## Aim of the task
Find each line in the items below that contains the string "floor" and copy it. The match is case-sensitive.

## Data records
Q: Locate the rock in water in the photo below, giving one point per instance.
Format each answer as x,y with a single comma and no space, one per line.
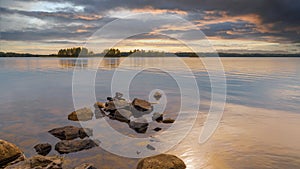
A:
157,129
69,146
43,149
157,117
85,166
99,105
39,162
123,115
83,114
142,105
139,125
162,161
157,95
71,132
9,153
168,120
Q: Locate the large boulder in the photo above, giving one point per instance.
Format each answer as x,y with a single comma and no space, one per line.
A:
162,161
83,114
142,105
69,146
9,153
139,125
71,132
43,149
39,162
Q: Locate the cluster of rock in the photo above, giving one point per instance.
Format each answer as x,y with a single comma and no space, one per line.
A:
74,139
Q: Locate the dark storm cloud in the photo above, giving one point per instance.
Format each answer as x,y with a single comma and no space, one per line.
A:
282,16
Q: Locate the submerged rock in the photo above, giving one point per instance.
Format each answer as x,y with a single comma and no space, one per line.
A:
71,132
69,146
122,115
83,114
162,161
157,117
168,120
85,166
9,153
150,147
43,149
157,95
142,105
139,125
39,162
157,129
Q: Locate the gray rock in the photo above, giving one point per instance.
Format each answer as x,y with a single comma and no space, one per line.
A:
123,115
69,146
162,161
71,132
150,147
157,117
83,114
85,166
139,125
39,162
168,120
157,95
43,149
142,105
9,153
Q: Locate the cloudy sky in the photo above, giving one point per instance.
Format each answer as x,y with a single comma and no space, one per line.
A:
255,26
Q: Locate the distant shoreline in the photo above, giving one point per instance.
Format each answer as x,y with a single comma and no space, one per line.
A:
182,54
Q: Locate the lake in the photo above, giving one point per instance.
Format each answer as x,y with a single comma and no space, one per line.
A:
259,129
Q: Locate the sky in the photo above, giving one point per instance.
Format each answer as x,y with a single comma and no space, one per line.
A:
236,26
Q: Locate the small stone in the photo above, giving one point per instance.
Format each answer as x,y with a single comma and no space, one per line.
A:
150,147
85,166
139,125
142,105
9,153
157,117
43,149
99,105
83,114
162,161
71,132
69,146
157,129
168,120
157,95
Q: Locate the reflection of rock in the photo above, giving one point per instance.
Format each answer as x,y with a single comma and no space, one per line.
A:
71,132
83,114
168,120
162,161
9,153
157,129
157,95
39,162
43,149
122,115
150,147
69,146
140,125
157,117
142,105
85,166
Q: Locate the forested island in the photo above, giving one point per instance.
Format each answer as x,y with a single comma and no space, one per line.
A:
113,52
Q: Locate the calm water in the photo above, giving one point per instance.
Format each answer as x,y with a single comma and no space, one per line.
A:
259,129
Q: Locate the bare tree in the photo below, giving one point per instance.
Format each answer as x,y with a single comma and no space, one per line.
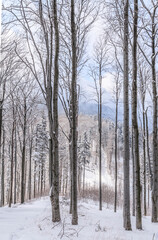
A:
126,207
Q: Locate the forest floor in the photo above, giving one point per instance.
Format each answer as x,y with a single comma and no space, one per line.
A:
32,221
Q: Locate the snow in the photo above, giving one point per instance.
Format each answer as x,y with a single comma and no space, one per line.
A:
32,221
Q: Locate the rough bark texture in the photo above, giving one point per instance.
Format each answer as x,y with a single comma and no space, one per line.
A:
133,171
23,156
55,182
100,139
116,122
155,148
74,115
3,170
126,205
135,121
148,151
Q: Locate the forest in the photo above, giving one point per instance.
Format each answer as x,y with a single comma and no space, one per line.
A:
79,119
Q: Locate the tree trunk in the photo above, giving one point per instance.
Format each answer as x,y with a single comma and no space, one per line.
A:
2,174
12,164
148,152
100,139
55,186
74,115
30,169
135,121
23,156
126,207
133,170
144,157
15,167
116,117
155,148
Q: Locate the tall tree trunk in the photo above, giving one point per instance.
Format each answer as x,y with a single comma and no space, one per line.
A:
3,170
12,164
15,165
133,170
23,156
74,115
30,169
135,121
2,175
126,207
148,152
116,117
100,138
144,157
55,186
155,147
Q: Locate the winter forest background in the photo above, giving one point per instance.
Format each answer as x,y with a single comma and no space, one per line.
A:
78,118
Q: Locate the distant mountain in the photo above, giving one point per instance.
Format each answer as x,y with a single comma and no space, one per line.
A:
92,109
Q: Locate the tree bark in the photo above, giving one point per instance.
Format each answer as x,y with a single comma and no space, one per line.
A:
55,185
126,207
155,147
135,121
74,115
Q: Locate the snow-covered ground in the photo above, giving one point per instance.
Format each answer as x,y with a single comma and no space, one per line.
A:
32,221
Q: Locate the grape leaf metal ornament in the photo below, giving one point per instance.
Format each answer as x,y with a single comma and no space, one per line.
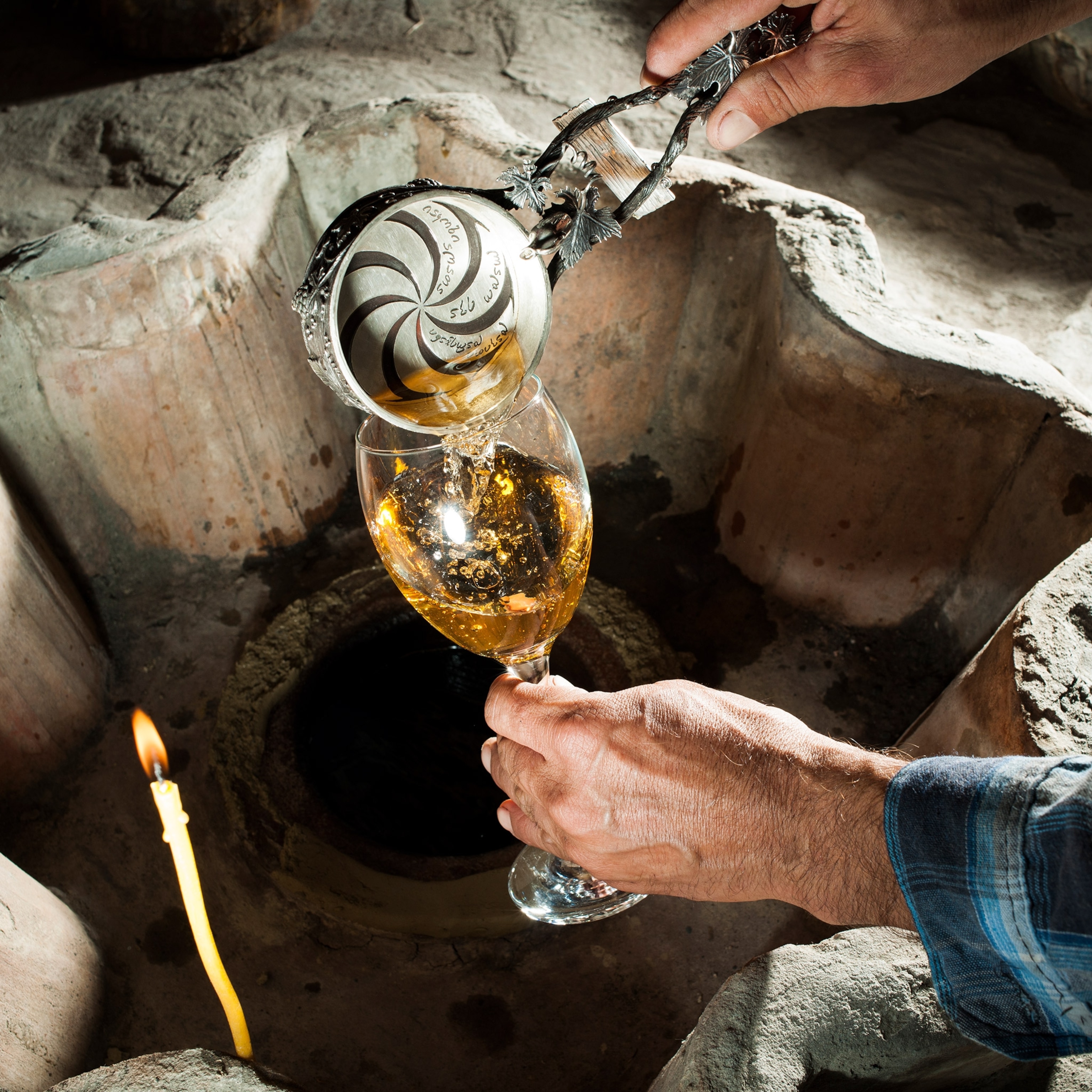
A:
777,33
721,65
589,225
524,188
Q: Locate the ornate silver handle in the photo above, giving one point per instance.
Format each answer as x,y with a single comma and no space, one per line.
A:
571,228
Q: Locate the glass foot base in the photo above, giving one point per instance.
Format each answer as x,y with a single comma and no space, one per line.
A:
561,893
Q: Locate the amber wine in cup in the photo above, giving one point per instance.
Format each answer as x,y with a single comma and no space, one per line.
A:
488,536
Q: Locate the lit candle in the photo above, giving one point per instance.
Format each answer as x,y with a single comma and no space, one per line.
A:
153,757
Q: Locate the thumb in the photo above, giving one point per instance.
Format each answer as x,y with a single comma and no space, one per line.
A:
517,823
816,75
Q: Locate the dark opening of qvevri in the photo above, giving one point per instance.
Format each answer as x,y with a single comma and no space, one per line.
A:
389,729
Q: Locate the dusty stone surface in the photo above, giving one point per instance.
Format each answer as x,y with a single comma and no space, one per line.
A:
319,863
768,354
1028,691
869,546
50,985
53,664
854,1012
195,1071
981,218
1062,65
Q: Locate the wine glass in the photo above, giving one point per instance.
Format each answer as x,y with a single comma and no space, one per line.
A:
488,535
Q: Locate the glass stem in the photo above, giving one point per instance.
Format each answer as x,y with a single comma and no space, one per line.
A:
532,671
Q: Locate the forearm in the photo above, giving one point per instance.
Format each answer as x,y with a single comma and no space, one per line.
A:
837,864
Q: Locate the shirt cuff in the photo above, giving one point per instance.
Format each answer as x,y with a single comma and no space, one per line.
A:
971,844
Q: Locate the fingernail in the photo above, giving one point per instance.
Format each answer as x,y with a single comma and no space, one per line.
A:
487,753
734,129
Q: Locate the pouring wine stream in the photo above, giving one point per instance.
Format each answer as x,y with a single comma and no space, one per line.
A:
429,306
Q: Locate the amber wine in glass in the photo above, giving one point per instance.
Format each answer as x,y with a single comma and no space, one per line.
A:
488,536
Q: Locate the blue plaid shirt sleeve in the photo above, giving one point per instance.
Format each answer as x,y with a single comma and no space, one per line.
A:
995,860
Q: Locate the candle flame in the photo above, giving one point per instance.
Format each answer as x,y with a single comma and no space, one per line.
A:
150,749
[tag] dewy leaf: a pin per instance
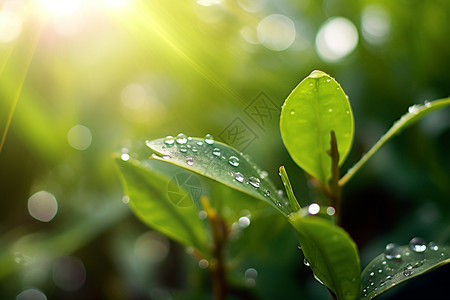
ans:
(315, 107)
(149, 199)
(220, 162)
(415, 113)
(331, 253)
(399, 264)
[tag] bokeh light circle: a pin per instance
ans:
(43, 206)
(79, 137)
(336, 39)
(276, 32)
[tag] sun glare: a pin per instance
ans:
(63, 7)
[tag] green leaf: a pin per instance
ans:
(331, 253)
(289, 192)
(149, 200)
(221, 163)
(315, 107)
(382, 274)
(415, 113)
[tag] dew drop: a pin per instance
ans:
(244, 222)
(331, 210)
(418, 264)
(318, 279)
(239, 177)
(407, 273)
(169, 140)
(313, 209)
(417, 245)
(254, 181)
(280, 193)
(263, 174)
(433, 246)
(414, 109)
(209, 139)
(306, 262)
(202, 215)
(181, 139)
(203, 264)
(234, 161)
(190, 161)
(216, 152)
(392, 252)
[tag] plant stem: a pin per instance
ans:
(405, 121)
(217, 267)
(335, 192)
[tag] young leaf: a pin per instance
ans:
(315, 107)
(415, 113)
(149, 199)
(221, 163)
(331, 253)
(399, 264)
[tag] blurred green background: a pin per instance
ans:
(83, 79)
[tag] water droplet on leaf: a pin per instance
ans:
(169, 140)
(331, 210)
(306, 262)
(234, 161)
(239, 177)
(216, 152)
(263, 174)
(414, 109)
(313, 209)
(433, 246)
(181, 139)
(417, 245)
(392, 252)
(318, 279)
(254, 181)
(209, 139)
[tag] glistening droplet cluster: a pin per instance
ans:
(400, 263)
(210, 157)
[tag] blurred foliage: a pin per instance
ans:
(127, 70)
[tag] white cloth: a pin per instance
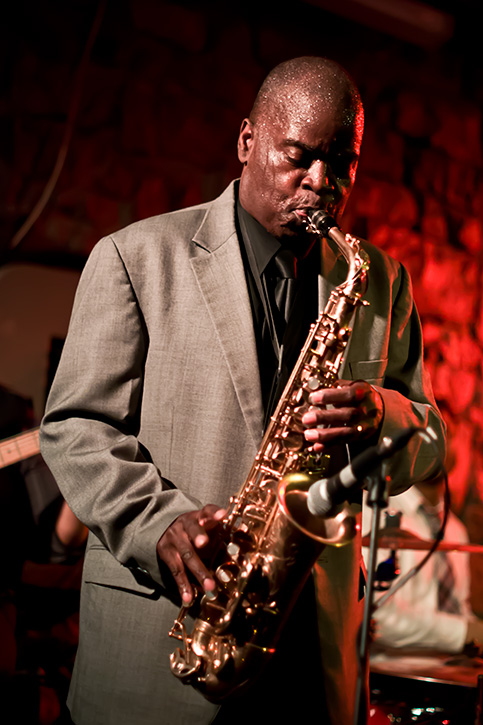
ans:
(410, 618)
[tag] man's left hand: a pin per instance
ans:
(346, 412)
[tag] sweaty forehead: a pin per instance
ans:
(324, 115)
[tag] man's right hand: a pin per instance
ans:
(178, 547)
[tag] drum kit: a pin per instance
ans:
(410, 687)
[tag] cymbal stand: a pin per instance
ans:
(378, 500)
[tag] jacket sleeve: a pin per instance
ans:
(89, 432)
(407, 394)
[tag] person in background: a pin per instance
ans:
(431, 612)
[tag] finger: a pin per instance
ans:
(326, 435)
(321, 416)
(210, 516)
(197, 527)
(174, 562)
(347, 393)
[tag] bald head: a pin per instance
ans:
(308, 84)
(300, 146)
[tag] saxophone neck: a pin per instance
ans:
(323, 225)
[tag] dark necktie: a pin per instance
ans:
(286, 285)
(447, 602)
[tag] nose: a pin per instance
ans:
(318, 177)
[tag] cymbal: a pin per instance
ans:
(443, 669)
(395, 538)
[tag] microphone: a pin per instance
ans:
(324, 495)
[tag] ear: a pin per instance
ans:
(245, 140)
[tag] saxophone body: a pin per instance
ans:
(269, 541)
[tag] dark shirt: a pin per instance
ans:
(277, 348)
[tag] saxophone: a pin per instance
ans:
(269, 541)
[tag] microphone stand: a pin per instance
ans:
(377, 500)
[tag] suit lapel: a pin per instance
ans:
(218, 268)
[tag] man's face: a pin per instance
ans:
(304, 158)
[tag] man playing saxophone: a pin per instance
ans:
(184, 330)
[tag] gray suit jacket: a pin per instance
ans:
(156, 409)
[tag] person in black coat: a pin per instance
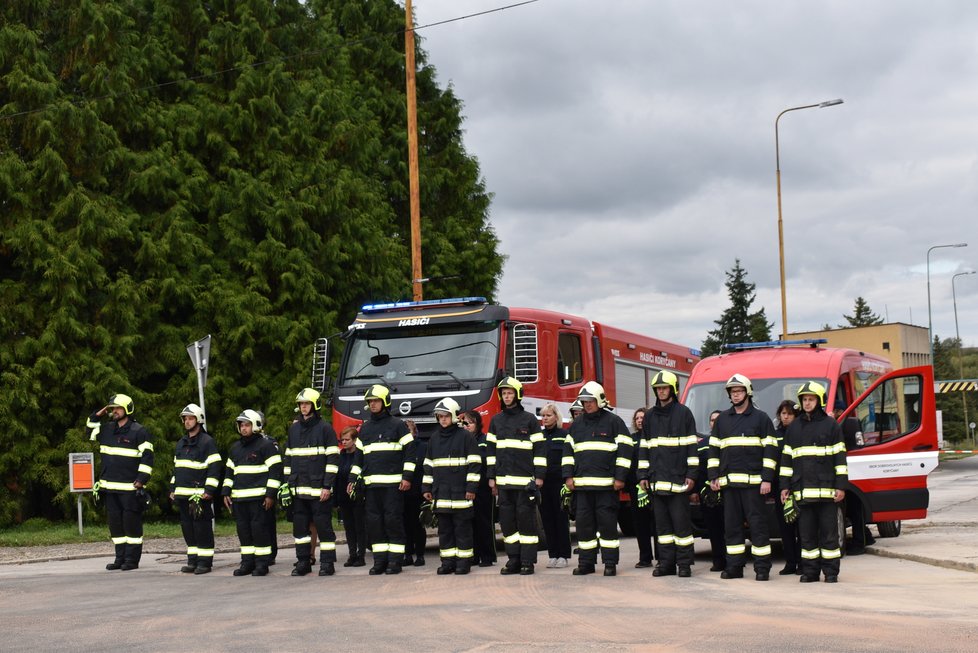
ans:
(484, 523)
(556, 525)
(785, 415)
(351, 509)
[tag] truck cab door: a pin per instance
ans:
(891, 439)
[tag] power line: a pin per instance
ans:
(258, 64)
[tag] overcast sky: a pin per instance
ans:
(629, 145)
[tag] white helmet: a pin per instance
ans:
(448, 405)
(252, 416)
(193, 410)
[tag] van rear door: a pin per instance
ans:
(891, 438)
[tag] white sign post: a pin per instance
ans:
(200, 354)
(81, 478)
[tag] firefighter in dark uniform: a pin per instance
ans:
(251, 483)
(710, 502)
(743, 451)
(450, 481)
(310, 465)
(517, 464)
(385, 459)
(814, 472)
(193, 486)
(126, 452)
(668, 464)
(597, 460)
(271, 515)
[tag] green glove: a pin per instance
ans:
(641, 497)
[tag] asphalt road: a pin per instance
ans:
(880, 604)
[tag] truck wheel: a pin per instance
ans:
(889, 528)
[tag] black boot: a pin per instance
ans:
(664, 570)
(512, 566)
(245, 568)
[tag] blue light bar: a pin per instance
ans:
(740, 346)
(395, 306)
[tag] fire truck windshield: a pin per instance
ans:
(459, 351)
(704, 398)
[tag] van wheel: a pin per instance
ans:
(889, 528)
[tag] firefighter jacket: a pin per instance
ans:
(597, 451)
(743, 448)
(668, 454)
(311, 457)
(451, 468)
(813, 464)
(517, 449)
(555, 452)
(385, 452)
(254, 469)
(196, 466)
(126, 452)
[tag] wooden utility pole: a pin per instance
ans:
(415, 193)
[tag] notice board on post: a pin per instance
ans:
(81, 472)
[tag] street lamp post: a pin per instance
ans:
(930, 322)
(957, 335)
(777, 158)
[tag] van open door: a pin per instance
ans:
(891, 439)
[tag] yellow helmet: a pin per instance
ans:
(312, 396)
(252, 416)
(740, 381)
(664, 379)
(592, 390)
(193, 410)
(122, 401)
(813, 388)
(448, 405)
(512, 384)
(378, 391)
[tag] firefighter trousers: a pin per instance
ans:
(385, 523)
(198, 532)
(308, 511)
(746, 504)
(125, 517)
(597, 526)
(518, 521)
(455, 538)
(354, 523)
(556, 525)
(484, 526)
(252, 527)
(674, 529)
(818, 530)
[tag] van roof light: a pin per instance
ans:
(395, 306)
(810, 342)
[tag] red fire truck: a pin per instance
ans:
(889, 417)
(461, 348)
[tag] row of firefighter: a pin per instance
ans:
(467, 474)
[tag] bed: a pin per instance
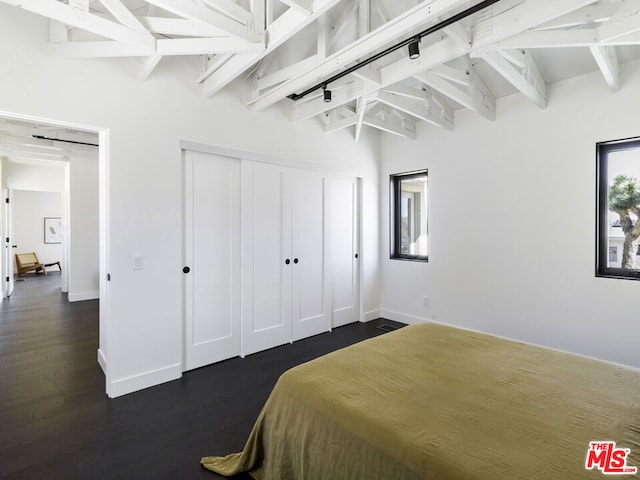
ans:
(435, 402)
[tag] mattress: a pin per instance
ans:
(430, 401)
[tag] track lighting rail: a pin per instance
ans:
(412, 41)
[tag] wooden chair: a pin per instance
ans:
(25, 262)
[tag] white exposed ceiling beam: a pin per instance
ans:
(278, 32)
(180, 26)
(336, 122)
(524, 16)
(195, 12)
(322, 42)
(381, 10)
(201, 46)
(258, 11)
(212, 65)
(417, 109)
(624, 22)
(280, 76)
(231, 9)
(303, 6)
(442, 52)
(519, 68)
(476, 97)
(592, 14)
(607, 60)
(452, 74)
(341, 23)
(124, 16)
(176, 46)
(394, 124)
(361, 110)
(546, 39)
(459, 33)
(146, 66)
(432, 55)
(58, 32)
(86, 21)
(364, 17)
(398, 27)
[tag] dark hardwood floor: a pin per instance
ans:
(57, 423)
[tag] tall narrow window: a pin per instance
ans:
(409, 215)
(618, 225)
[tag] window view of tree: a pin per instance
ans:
(624, 200)
(618, 209)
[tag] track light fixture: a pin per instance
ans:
(327, 94)
(414, 48)
(414, 51)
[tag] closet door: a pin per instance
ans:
(344, 254)
(212, 258)
(311, 296)
(267, 261)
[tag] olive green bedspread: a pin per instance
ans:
(435, 402)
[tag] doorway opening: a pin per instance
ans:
(54, 177)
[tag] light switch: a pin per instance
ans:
(137, 262)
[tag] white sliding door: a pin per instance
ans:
(286, 294)
(267, 262)
(8, 264)
(310, 296)
(212, 258)
(344, 254)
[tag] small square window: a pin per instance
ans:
(408, 193)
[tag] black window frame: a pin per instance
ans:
(603, 149)
(395, 194)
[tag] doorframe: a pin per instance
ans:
(104, 202)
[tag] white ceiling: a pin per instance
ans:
(281, 47)
(32, 143)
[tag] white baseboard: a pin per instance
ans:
(102, 361)
(144, 380)
(81, 297)
(372, 315)
(403, 317)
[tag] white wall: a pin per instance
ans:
(43, 178)
(28, 212)
(84, 270)
(146, 121)
(512, 222)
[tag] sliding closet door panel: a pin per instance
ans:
(344, 250)
(266, 203)
(310, 295)
(212, 252)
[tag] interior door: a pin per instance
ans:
(212, 258)
(8, 263)
(344, 242)
(266, 254)
(311, 311)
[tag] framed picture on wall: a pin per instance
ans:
(52, 230)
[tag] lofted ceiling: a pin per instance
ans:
(280, 48)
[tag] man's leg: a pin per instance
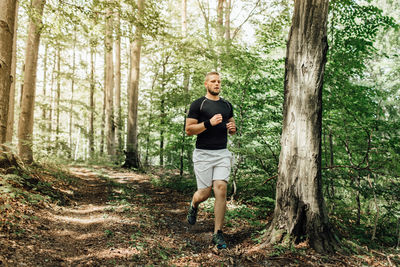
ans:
(201, 195)
(220, 187)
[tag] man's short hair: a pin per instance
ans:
(211, 73)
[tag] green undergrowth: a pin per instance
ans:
(25, 187)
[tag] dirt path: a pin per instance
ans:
(118, 218)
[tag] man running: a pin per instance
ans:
(210, 118)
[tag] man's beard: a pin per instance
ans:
(212, 92)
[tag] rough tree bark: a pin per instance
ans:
(119, 123)
(300, 212)
(7, 21)
(11, 106)
(91, 100)
(71, 105)
(58, 97)
(132, 150)
(220, 19)
(109, 83)
(186, 78)
(25, 123)
(228, 20)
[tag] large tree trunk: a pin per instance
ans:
(7, 21)
(118, 129)
(25, 123)
(109, 84)
(300, 209)
(11, 106)
(132, 150)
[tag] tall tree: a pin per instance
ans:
(186, 79)
(7, 21)
(25, 123)
(118, 128)
(228, 6)
(132, 149)
(11, 106)
(71, 104)
(220, 18)
(58, 94)
(300, 209)
(109, 83)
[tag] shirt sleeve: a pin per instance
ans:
(231, 112)
(194, 111)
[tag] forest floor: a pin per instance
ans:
(116, 217)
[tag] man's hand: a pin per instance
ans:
(216, 119)
(231, 126)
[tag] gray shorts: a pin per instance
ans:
(211, 165)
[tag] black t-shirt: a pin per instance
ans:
(202, 109)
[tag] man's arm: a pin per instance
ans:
(193, 126)
(231, 126)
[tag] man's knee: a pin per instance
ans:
(220, 188)
(204, 193)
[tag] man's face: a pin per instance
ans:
(213, 84)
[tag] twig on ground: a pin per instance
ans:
(273, 177)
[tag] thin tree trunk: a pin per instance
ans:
(118, 129)
(58, 96)
(186, 79)
(52, 92)
(162, 110)
(11, 106)
(228, 20)
(92, 103)
(300, 211)
(132, 149)
(46, 49)
(25, 123)
(103, 115)
(220, 19)
(71, 107)
(109, 83)
(7, 29)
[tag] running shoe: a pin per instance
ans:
(218, 240)
(192, 215)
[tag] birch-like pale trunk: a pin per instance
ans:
(7, 22)
(25, 122)
(220, 19)
(118, 128)
(46, 49)
(109, 84)
(186, 79)
(11, 106)
(58, 96)
(132, 149)
(91, 101)
(300, 209)
(71, 103)
(228, 6)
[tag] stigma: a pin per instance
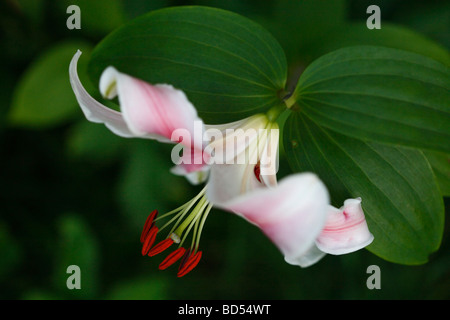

## Output of the task
Q: Locate the forest floor in the photo above, giving one point per instance.
[tag] dark hardwood floor: a pin per instance
[tag] forest floor: a pin per instance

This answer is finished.